**Reading passage**.
START
The paper that Prof. Doyle gave has been deposited with University Seminars.  The following is a synopsis of the paper.

    Prof. Doyle began his talk by recognising the diverse creativity and volume of Larry Kirwan's work as a playwright, novelist, memoirist, singer, and songwriter.  Kirwan's work "has revealed a restless, playful and bold experimentation that freely mixes comedy, tragedy, drama, farce, satire, music, politics, and history."  Because music is an essential part of all of his plays and his novel, it is hard to separate the playwright-novelist from the rock musician-composer.  Prof. Doyle took the title of his talk from an interview with Larry Kirwan--in which Kirwan describes the experience of playing great rock and roll as being "in the pocket"--and used the expression as a metaphor to describe the nature of his creative process.
END
**Exercise requirements**.
Transcribe the portion of the seminar synopsis above starting with "The paper that" and going on through "his creative process.".

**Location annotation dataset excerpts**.
START
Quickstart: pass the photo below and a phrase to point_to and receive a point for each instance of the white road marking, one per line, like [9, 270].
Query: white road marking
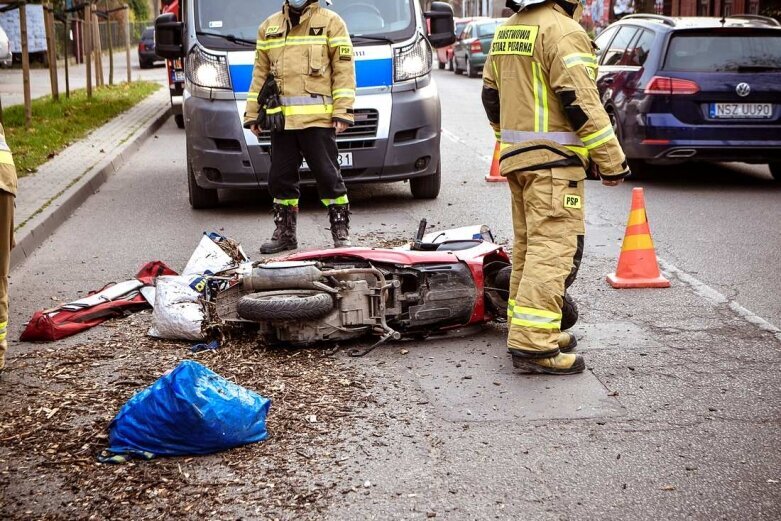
[455, 139]
[717, 298]
[699, 287]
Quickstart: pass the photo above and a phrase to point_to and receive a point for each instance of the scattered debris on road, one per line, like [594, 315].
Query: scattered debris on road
[56, 413]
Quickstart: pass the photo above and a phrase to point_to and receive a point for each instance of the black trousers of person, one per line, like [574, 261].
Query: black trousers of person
[318, 146]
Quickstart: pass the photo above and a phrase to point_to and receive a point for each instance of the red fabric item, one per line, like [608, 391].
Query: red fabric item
[51, 324]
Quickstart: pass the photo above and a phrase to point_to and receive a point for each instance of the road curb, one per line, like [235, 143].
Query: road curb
[44, 224]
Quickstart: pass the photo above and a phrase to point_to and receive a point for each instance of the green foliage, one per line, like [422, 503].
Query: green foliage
[57, 124]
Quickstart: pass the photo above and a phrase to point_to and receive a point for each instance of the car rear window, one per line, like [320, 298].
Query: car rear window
[487, 29]
[723, 53]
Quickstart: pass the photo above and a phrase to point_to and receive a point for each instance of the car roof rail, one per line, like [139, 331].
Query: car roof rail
[646, 16]
[758, 18]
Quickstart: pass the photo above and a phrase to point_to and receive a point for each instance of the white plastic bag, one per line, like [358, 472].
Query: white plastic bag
[208, 258]
[178, 313]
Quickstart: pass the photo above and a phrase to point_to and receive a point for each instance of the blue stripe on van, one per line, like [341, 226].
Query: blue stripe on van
[374, 73]
[241, 77]
[368, 73]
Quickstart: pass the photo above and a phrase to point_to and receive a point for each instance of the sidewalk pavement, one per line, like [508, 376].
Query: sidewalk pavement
[46, 198]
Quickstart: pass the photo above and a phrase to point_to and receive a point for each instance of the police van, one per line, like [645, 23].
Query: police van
[396, 135]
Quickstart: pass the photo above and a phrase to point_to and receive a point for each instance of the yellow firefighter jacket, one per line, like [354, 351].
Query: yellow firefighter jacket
[313, 65]
[547, 111]
[7, 168]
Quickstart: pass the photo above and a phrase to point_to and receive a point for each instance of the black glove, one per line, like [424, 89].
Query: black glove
[271, 116]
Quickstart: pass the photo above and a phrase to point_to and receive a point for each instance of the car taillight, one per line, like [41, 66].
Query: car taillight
[664, 85]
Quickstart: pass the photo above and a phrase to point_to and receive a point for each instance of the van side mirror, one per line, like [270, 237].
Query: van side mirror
[442, 28]
[168, 37]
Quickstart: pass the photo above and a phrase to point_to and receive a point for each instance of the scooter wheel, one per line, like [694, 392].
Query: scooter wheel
[285, 305]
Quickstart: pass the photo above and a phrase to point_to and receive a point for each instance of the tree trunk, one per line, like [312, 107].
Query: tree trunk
[28, 104]
[51, 46]
[127, 41]
[86, 31]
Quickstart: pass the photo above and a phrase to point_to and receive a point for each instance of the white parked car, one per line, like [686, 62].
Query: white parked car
[6, 58]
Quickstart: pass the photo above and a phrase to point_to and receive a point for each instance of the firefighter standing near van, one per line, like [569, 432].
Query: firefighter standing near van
[7, 196]
[541, 99]
[308, 51]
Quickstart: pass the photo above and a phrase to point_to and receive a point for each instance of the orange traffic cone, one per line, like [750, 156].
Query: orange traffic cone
[637, 264]
[494, 176]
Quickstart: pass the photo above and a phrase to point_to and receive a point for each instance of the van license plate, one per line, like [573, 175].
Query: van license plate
[345, 161]
[741, 110]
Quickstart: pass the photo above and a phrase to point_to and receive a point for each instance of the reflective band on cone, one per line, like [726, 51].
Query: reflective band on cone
[494, 175]
[637, 264]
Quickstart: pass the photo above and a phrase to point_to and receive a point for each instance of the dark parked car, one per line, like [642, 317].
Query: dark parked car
[694, 88]
[473, 46]
[146, 49]
[445, 54]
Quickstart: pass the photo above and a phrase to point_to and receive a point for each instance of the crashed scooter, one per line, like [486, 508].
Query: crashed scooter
[439, 283]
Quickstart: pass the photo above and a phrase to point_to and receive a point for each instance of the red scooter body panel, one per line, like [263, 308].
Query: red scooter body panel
[401, 257]
[472, 257]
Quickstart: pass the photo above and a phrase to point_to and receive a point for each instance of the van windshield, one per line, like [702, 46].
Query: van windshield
[391, 19]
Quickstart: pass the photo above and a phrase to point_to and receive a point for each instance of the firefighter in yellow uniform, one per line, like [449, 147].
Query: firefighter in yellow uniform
[541, 99]
[308, 50]
[7, 196]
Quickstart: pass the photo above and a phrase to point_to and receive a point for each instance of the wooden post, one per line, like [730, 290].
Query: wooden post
[28, 104]
[127, 41]
[51, 45]
[65, 46]
[110, 47]
[86, 31]
[98, 48]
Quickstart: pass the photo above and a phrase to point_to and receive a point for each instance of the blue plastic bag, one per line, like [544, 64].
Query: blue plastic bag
[190, 410]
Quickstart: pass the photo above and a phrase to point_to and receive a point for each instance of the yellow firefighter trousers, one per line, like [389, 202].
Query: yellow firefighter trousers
[6, 245]
[547, 218]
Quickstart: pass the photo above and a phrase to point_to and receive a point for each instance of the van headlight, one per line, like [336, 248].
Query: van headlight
[207, 70]
[412, 61]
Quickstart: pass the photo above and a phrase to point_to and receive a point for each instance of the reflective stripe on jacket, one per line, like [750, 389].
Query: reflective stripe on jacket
[8, 181]
[549, 111]
[314, 66]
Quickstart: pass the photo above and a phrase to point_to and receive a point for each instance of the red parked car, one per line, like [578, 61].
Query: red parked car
[445, 54]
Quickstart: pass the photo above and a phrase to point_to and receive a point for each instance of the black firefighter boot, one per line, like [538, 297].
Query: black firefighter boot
[340, 225]
[284, 238]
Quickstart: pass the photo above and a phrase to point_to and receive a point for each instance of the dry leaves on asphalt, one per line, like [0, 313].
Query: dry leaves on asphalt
[54, 420]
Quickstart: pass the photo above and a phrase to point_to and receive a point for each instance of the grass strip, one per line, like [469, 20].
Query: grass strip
[55, 125]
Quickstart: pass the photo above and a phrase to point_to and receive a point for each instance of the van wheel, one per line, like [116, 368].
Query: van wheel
[200, 198]
[775, 171]
[427, 187]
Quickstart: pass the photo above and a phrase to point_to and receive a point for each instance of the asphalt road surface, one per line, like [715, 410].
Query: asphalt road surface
[677, 418]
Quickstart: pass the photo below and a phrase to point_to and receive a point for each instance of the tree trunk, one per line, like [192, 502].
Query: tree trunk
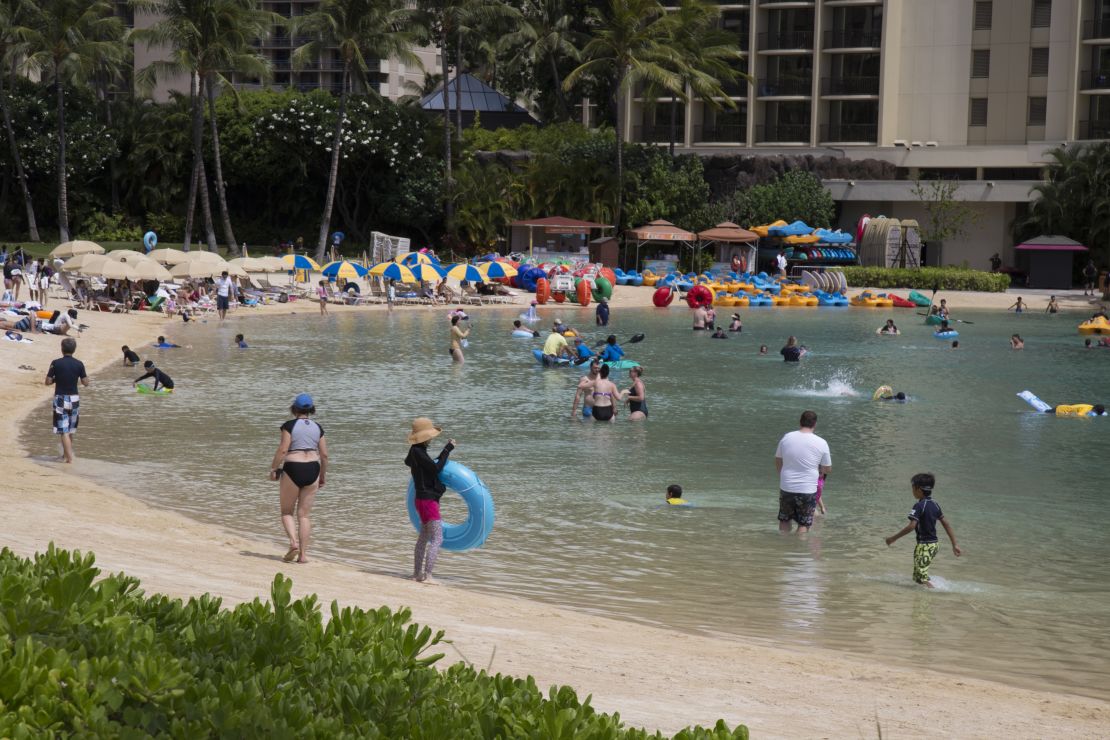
[194, 176]
[229, 235]
[62, 195]
[32, 226]
[458, 89]
[448, 206]
[333, 174]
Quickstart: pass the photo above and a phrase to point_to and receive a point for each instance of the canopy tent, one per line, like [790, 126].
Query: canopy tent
[557, 225]
[1051, 260]
[730, 240]
[658, 231]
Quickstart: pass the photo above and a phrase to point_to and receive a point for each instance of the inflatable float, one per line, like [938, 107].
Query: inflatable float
[480, 515]
[1097, 325]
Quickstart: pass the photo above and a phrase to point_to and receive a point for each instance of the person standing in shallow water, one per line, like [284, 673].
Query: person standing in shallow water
[301, 466]
[429, 488]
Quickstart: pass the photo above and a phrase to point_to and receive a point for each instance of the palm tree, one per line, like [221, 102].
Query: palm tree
[707, 54]
[361, 31]
[631, 44]
[64, 40]
[545, 37]
[13, 14]
[209, 39]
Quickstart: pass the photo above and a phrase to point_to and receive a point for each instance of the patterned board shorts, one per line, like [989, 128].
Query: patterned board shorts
[798, 507]
[66, 414]
[922, 558]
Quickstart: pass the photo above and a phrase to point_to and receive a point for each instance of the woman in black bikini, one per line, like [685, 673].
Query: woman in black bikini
[637, 395]
[605, 392]
[301, 466]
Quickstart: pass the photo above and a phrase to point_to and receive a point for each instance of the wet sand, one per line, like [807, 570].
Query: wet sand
[654, 678]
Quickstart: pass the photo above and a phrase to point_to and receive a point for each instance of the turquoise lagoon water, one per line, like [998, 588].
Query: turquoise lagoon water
[578, 515]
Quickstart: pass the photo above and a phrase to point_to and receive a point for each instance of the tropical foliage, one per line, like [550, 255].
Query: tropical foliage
[90, 655]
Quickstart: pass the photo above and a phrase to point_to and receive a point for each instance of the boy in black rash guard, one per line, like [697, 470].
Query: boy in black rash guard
[161, 379]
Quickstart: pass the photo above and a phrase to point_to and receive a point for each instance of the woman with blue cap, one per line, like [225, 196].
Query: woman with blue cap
[301, 466]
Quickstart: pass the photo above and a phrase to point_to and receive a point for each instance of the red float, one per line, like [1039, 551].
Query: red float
[663, 296]
[699, 296]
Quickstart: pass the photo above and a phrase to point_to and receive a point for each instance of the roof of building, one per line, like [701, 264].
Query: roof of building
[1051, 243]
[475, 95]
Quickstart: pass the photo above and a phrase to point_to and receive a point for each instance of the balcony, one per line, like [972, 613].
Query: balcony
[850, 85]
[1098, 81]
[1097, 29]
[659, 133]
[853, 39]
[783, 133]
[1089, 130]
[790, 87]
[850, 132]
[722, 133]
[786, 41]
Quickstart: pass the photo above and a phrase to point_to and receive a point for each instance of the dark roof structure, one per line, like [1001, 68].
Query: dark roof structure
[493, 109]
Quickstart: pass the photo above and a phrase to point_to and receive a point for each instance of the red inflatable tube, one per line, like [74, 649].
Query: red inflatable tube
[663, 296]
[699, 296]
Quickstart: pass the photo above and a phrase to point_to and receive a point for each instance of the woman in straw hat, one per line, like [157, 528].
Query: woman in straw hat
[429, 489]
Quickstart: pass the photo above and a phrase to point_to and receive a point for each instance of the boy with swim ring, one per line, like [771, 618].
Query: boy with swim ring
[425, 473]
[922, 519]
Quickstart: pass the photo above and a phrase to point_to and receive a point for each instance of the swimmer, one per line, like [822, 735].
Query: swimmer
[161, 379]
[888, 327]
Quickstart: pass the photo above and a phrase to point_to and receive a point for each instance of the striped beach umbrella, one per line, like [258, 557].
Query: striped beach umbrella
[465, 271]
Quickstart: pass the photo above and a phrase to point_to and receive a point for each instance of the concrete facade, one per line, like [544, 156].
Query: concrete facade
[957, 89]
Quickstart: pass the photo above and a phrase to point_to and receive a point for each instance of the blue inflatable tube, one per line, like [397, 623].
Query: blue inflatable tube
[480, 517]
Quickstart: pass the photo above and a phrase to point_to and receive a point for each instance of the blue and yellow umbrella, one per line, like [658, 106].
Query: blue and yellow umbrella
[465, 271]
[393, 271]
[344, 269]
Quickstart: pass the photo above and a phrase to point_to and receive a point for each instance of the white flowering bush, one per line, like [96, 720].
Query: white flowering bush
[371, 132]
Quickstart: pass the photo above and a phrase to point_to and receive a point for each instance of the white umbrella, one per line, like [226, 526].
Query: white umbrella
[168, 256]
[73, 249]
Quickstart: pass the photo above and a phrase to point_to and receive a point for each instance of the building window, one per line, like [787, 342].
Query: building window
[1038, 62]
[978, 111]
[980, 62]
[1038, 108]
[1042, 13]
[982, 13]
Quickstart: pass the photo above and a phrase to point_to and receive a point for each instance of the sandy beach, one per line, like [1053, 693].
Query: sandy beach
[655, 678]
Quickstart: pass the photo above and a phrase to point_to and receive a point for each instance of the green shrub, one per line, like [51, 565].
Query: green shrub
[927, 279]
[99, 658]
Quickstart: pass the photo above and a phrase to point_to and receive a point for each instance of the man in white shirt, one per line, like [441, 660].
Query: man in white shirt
[800, 458]
[224, 290]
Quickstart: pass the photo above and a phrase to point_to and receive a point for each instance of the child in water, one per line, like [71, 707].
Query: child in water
[922, 519]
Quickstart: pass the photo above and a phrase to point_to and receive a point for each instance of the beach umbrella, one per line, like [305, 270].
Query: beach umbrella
[300, 262]
[429, 272]
[169, 256]
[467, 272]
[127, 255]
[496, 270]
[150, 270]
[344, 269]
[83, 262]
[410, 259]
[393, 271]
[73, 249]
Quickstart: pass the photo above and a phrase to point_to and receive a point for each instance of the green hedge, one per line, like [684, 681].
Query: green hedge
[926, 279]
[98, 658]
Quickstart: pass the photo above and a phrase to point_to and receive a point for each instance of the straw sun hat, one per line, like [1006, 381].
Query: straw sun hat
[423, 429]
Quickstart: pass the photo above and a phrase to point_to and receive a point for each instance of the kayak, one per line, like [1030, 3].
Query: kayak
[919, 300]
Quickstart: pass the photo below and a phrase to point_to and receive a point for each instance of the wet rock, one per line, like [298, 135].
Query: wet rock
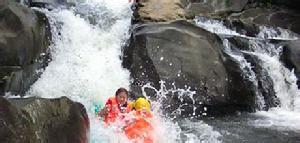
[187, 57]
[50, 3]
[283, 18]
[43, 120]
[291, 57]
[24, 42]
[212, 7]
[168, 10]
[158, 10]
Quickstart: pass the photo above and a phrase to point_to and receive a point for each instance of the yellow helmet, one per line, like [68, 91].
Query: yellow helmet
[142, 103]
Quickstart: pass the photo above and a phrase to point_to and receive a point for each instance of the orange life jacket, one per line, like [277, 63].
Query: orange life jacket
[114, 110]
[141, 130]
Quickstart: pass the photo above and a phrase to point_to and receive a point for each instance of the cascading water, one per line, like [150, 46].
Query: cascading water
[86, 67]
[286, 116]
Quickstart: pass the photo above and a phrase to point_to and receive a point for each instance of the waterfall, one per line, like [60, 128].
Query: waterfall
[286, 115]
[85, 66]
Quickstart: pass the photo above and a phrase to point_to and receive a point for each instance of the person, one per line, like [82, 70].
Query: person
[141, 130]
[115, 106]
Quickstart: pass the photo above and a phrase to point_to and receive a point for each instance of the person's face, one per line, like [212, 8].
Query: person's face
[122, 98]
END
**Solution for this problem**.
The paper that Prof. Doyle gave has been deposited with University Seminars.  The following is a synopsis of the paper.

    Prof. Doyle began his talk by recognising the diverse creativity and volume of Larry Kirwan's work as a playwright, novelist, memoirist, singer, and songwriter.  Kirwan's work "has revealed a restless, playful and bold experimentation that freely mixes comedy, tragedy, drama, farce, satire, music, politics, and history."  Because music is an essential part of all of his plays and his novel, it is hard to separate the playwright-novelist from the rock musician-composer.  Prof. Doyle took the title of his talk from an interview with Larry Kirwan--in which Kirwan describes the experience of playing great rock and roll as being "in the pocket"--and used the expression as a metaphor to describe the nature of his creative process.